Dataset records:

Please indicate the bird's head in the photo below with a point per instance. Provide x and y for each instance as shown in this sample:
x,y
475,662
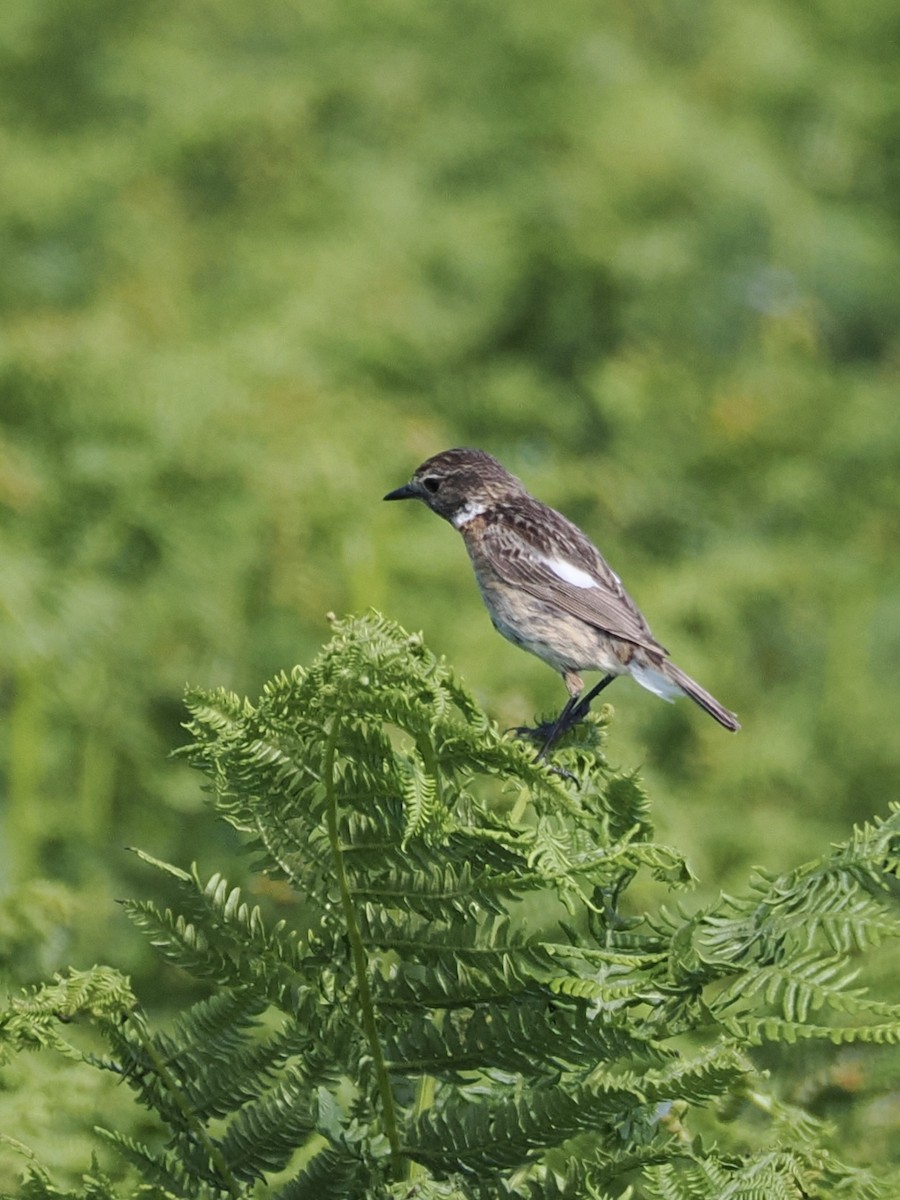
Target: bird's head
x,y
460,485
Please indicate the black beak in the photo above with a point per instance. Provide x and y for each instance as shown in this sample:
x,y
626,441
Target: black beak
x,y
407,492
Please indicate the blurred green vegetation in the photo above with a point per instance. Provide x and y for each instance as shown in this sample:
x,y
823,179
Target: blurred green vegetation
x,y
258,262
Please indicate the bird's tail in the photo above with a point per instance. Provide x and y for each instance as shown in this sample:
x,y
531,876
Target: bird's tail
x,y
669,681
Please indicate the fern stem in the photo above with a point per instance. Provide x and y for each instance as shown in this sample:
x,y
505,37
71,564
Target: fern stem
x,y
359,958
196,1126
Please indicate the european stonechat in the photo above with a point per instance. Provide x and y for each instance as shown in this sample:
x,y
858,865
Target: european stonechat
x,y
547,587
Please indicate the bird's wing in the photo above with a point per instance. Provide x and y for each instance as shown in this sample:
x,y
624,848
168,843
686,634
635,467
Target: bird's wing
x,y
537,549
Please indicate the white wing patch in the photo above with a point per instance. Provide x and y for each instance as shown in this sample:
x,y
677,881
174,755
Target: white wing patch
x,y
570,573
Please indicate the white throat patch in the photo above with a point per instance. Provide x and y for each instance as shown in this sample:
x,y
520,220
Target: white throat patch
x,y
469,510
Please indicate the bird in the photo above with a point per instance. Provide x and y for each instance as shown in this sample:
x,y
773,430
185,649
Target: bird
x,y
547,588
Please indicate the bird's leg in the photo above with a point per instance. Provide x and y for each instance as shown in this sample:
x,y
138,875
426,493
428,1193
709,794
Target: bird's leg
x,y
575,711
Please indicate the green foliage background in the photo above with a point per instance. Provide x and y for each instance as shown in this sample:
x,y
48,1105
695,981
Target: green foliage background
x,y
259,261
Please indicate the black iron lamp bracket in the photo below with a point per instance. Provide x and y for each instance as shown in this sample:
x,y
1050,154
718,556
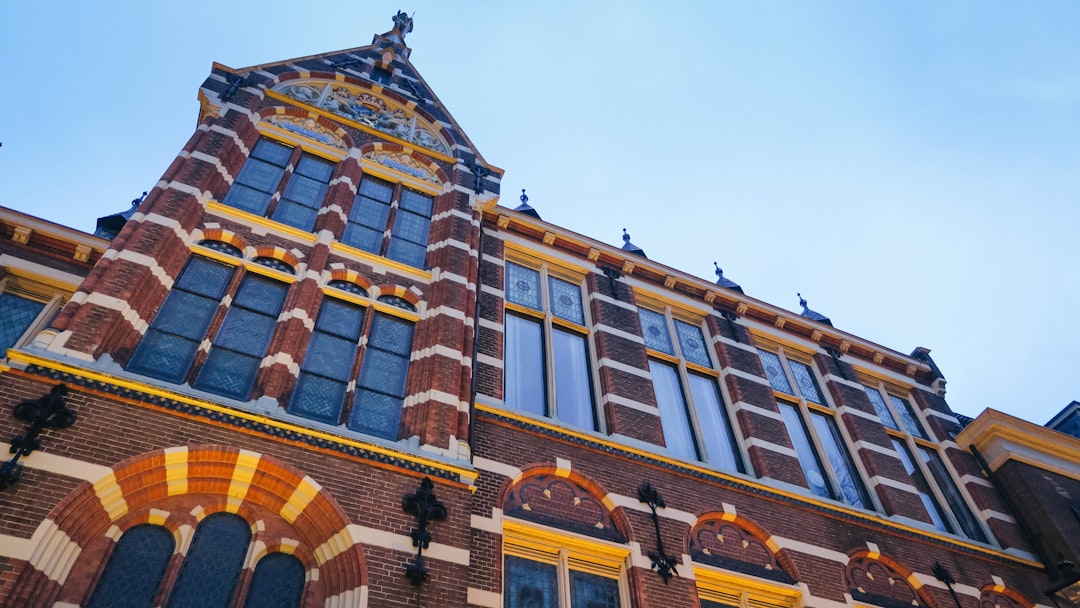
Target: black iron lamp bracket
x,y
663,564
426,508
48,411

• Given exercise
Retype the whole listing above word for word, leaving out the pictures.

• Result of the task
Please indicate the bird's head in the photo below with a point per instance. Provide x and y for each instance as shown in this sample:
x,y
475,662
Target: bird's head
x,y
460,485
Please indicate the black beak in the photo above with a point per instance. Provide x and y for each instance as shown in this sample:
x,y
626,441
Target: black beak
x,y
407,492
Please indicate the blurred green vegetation in the photo above with a point per instance. Provide x and y for each instance as shown in this sample:
x,y
823,179
Target: blurred green vegetation
x,y
258,262
Please indicate the bird's tail in the photo above with a point per instance. Provide x and y for each instance as shown in this sample:
x,y
531,876
Target: bird's tail
x,y
669,681
Please indicate the fern stem in the photo above with a point per instance. Provide x and y for each instance as shown in this sample:
x,y
505,37
71,564
Target: fern stem
x,y
359,958
196,1126
Please indicate the european stonechat in the photo above with a point per instance. Provide x and y for each instance as shown in this sample:
x,y
858,865
Target: european stonechat
x,y
547,587
Please indicate the bird's wing in the photo above with a point per instance. Provide x and y for each instance as shown in this sample:
x,y
624,848
168,843
686,634
635,467
Target: bird's wing
x,y
537,549
Please indicate the white wing patch in the photo above with a point per instance. Provide x and y for each instance as shown in this sample:
x,y
677,881
174,755
Target: white wing patch
x,y
570,573
Please indicate the white throat patch in the photo above with a point per instance. Provide x and y for each instance as shown in this sample:
x,y
520,220
Target: white throat patch
x,y
469,510
Please indicate the bird in the photo above with a point per instance. Provide x and y for each instance as shown in this sample:
x,y
773,430
185,649
Target: bird
x,y
547,588
Please indicate the bird's leg in the photo above with a point per instance. Provide x and y for each instance as shown in this sample:
x,y
138,875
426,493
428,1193
709,794
Target: bird's leg
x,y
575,711
Please indicate the green foliage background in the photo above with a point per instance. Provide x and y for each instance as shown in this sample:
x,y
48,1105
695,981
Target: green foliage background
x,y
259,261
Please indicate the black iron lamp bracket in the photo below with a point per instance. Provide x and y for each instance as shown in this sample:
x,y
1050,154
718,556
Target: black iron lamp bracket
x,y
663,564
426,508
48,411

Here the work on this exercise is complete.